READING PASSAGE

'''

Context ordering — models tend to weight the beginning and end of context more than the middle ("lost in the middle" problem). Put your highest-confidence chunks first and last.
Citation enforcement — instruct the model to cite the source document name or chunk ID. This surfaces retrieval errors immediately during eval.

Common Pitfalls and How to Avoid Them

Bad Chunking Strategies

The most common failure: chunks that cut across the very information the user is asking about. A table split in half, a code block severed at line 3, a numbered list where only items 1–4 land in the chunk.

Fix: inspect your chunks visually before indexing. Build a small script that prints 20 random chunks. If they look broken to you, they look broken to the retriever.

Poor Retrieval Quality

High cosine similarity does not mean high relevance. Two chunks can be semantically close in embedding space while one is completely off-topic in context.

Common causes:

Query is too vague — the embedding model can not distinguish what the user actually wants.
Chunks are too long — the embedding averages over too much content, diluting the signal.
Mismatch between embedding model training distribution and your corpus.

Context Window Mismanagement

LLMs have hard token limits. If your retrieval returns 20 chunks of 512 tokens each, that is 10,240 tokens of context before the prompt, system message, or answer. You will either hit the limit silently (truncation) or throw an error.

'''

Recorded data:
'''

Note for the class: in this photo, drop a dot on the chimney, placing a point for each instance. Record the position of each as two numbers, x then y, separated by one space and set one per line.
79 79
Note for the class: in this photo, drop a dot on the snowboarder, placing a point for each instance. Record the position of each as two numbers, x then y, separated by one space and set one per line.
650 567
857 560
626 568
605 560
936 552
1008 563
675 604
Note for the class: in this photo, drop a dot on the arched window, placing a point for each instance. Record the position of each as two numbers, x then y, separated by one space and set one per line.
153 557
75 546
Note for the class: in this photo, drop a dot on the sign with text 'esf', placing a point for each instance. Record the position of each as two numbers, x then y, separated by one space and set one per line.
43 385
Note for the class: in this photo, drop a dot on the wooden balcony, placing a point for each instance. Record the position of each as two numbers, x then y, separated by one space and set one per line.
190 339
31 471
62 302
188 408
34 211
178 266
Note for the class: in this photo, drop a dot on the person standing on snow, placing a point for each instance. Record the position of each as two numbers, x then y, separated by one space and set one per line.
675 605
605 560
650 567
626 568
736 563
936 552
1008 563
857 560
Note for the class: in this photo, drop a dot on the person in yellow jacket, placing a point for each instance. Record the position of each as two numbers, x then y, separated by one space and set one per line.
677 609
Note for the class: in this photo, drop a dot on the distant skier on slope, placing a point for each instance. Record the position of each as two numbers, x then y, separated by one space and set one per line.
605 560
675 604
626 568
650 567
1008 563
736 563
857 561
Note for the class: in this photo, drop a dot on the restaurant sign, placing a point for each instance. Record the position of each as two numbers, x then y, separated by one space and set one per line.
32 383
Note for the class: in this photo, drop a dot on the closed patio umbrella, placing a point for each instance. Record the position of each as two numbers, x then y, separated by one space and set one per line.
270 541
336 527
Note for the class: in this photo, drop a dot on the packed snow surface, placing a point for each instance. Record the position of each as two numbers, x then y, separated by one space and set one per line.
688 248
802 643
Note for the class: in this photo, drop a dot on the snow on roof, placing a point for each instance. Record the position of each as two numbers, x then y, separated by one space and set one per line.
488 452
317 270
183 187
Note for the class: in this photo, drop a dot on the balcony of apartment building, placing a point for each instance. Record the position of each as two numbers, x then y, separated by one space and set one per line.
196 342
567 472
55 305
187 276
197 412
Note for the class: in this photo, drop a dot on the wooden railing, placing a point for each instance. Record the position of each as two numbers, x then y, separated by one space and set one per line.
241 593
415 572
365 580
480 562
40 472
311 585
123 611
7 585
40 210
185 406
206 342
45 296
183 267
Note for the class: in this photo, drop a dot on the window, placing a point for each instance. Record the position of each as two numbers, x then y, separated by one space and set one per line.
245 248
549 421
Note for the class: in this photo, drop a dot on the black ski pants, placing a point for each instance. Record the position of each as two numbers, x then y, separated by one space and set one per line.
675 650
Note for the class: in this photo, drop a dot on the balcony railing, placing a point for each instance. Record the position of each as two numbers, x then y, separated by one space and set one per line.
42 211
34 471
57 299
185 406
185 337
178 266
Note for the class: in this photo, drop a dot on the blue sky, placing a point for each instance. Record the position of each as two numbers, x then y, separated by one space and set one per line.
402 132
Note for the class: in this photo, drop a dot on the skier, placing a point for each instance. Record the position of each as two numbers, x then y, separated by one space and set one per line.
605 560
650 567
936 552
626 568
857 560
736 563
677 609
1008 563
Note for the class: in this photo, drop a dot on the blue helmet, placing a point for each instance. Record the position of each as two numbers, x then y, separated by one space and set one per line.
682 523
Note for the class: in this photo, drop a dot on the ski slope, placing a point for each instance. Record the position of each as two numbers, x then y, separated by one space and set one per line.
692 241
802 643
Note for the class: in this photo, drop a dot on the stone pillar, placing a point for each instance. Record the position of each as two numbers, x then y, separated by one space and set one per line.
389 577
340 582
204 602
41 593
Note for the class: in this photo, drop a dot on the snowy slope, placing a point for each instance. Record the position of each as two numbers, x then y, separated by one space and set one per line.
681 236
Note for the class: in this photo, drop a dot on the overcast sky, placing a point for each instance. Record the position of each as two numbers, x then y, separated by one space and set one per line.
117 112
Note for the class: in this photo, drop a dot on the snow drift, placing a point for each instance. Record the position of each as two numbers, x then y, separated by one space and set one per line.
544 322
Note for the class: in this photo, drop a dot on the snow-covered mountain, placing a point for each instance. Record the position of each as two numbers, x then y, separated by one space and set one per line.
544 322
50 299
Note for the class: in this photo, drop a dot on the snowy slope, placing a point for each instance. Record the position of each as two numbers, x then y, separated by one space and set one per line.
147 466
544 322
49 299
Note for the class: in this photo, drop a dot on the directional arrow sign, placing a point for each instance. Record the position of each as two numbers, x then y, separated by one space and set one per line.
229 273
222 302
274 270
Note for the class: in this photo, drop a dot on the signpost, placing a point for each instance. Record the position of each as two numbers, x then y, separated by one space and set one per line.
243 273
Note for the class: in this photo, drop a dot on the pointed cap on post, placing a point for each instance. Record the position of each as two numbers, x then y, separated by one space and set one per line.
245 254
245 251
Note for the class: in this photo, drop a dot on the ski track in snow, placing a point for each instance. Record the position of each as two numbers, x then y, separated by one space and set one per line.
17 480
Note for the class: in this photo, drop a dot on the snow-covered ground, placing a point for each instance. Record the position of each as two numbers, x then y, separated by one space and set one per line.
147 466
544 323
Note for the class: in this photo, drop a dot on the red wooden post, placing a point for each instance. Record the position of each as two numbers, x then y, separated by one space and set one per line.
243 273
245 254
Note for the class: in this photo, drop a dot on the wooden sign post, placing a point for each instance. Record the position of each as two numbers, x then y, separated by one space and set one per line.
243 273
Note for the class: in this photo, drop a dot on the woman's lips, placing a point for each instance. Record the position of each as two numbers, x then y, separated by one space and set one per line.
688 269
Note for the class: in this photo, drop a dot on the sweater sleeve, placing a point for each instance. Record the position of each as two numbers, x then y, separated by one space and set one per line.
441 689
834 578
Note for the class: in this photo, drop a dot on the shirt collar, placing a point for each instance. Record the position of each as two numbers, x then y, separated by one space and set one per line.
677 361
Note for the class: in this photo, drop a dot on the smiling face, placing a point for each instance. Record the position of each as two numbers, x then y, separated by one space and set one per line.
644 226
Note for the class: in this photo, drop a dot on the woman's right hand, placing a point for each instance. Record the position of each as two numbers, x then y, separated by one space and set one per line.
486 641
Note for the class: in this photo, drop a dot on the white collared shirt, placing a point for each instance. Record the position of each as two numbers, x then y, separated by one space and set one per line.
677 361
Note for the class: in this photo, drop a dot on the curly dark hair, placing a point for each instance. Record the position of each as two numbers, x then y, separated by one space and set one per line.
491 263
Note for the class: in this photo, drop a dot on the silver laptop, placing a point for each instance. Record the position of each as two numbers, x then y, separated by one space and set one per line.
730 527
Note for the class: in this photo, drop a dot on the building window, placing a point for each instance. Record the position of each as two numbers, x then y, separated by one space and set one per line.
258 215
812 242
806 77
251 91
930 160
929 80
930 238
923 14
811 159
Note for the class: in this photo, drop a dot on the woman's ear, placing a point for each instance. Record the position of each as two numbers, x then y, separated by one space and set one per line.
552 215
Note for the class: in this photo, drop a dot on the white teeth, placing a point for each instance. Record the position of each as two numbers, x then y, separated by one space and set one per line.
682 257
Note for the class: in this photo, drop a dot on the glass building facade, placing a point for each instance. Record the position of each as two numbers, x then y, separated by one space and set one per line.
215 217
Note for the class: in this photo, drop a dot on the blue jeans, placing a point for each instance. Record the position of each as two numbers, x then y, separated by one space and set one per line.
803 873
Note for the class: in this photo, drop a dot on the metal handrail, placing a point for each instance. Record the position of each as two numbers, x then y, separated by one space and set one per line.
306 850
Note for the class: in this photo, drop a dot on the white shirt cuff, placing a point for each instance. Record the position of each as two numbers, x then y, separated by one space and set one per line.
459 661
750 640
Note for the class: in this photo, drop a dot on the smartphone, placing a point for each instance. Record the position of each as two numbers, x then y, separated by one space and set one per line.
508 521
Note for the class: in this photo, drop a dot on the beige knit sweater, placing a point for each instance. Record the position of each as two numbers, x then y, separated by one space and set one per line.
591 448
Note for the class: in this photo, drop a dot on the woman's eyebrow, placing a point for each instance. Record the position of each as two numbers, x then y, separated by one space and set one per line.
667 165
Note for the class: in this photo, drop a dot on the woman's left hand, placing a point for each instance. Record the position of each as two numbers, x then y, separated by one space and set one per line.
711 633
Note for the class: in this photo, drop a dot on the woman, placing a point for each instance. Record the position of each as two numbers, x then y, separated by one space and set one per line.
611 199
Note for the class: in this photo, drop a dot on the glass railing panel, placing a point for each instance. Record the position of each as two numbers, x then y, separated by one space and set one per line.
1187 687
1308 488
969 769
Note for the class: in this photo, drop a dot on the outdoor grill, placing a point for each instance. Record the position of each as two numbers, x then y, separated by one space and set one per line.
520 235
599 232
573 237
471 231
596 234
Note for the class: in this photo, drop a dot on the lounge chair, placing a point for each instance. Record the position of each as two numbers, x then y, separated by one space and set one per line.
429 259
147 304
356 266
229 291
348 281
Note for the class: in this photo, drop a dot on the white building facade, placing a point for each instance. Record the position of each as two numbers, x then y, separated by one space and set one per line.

'''

TASKS TO CARRY OUT
1) Please transcribe the passage on retrieval pitfalls between "Common Pitfalls and" and "off-topic in context.", inclusive.
2) Using the passage on retrieval pitfalls, decide whether each statement below agrees with it, and back each yes or no with the deciding words quoted from it. (a) The passage suggests printing 20 random chunks to check them before indexing. (b) The passage says high cosine similarity guarantees high relevance. (c) The passage says models weight the middle of the context more than the beginning and end.

SOLUTIONS
1)
Common Pitfalls and How to Avoid Them

Bad Chunking Strategies

The most common failure: chunks that cut across the very information the user is asking about. A table split in half, a code block severed at line 3, a numbered list where only items 1–4 land in the chunk.

Fix: inspect your chunks visually before indexing. Build a small script that prints 20 random chunks. If they look broken to you, they look broken to the retriever.

Poor Retrieval Quality

High cosine similarity does not mean high relevance. Two chunks can be semantically close in embedding space while one is completely off-topic in context.

2)
(a) Yes: "Build a small script that prints 20 random chunks."
(b) No: "High cosine similarity does not mean high relevance."
(c) No: "models tend to weight the beginning and end of context more than the middle"